**Exercise task:** Extract each line in the items below that contains the string "detect". Case matters.

Recorded data:
begin
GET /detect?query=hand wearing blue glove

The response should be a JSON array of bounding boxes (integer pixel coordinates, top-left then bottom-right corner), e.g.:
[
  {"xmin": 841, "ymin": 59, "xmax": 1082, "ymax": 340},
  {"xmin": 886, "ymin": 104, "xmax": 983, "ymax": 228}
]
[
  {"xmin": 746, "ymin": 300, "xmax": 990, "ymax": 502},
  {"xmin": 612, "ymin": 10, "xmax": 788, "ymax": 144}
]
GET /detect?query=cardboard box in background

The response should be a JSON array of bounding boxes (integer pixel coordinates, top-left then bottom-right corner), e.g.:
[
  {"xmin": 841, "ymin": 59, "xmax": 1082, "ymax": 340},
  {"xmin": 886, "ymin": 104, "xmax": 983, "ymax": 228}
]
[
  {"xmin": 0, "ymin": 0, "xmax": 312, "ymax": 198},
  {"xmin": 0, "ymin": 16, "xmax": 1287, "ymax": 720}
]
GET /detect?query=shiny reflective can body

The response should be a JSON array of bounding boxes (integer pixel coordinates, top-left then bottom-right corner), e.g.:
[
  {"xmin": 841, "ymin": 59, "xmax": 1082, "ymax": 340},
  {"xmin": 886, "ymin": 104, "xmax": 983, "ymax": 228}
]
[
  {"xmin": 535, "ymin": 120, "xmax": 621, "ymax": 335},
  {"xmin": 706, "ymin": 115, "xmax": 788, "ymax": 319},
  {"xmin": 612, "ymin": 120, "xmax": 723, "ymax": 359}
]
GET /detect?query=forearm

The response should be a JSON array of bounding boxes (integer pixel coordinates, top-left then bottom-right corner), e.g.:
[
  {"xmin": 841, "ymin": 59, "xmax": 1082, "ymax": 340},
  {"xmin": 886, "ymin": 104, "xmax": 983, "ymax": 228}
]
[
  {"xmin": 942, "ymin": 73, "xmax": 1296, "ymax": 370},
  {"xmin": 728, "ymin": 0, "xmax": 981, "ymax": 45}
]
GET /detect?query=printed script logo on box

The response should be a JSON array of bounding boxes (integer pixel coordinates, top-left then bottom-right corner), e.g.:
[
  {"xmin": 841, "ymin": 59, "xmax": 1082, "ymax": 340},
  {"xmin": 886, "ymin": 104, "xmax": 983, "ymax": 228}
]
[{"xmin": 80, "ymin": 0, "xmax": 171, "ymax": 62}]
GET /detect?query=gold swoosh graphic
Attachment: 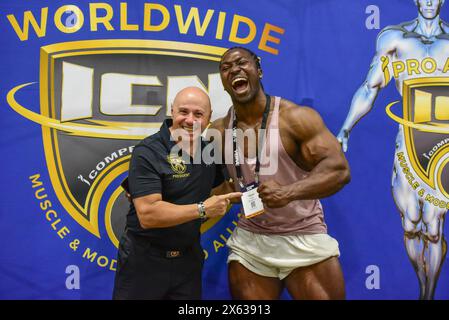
end
**Task solution:**
GET /detect?query=hand wearing blue glove
GET /detect?query=cardboard box in background
GET /detect?query=shiny reflective can body
GET /detect?query=forearm
GET /detect?query=printed script logo on box
GET /detect?query=gold swoosh graphic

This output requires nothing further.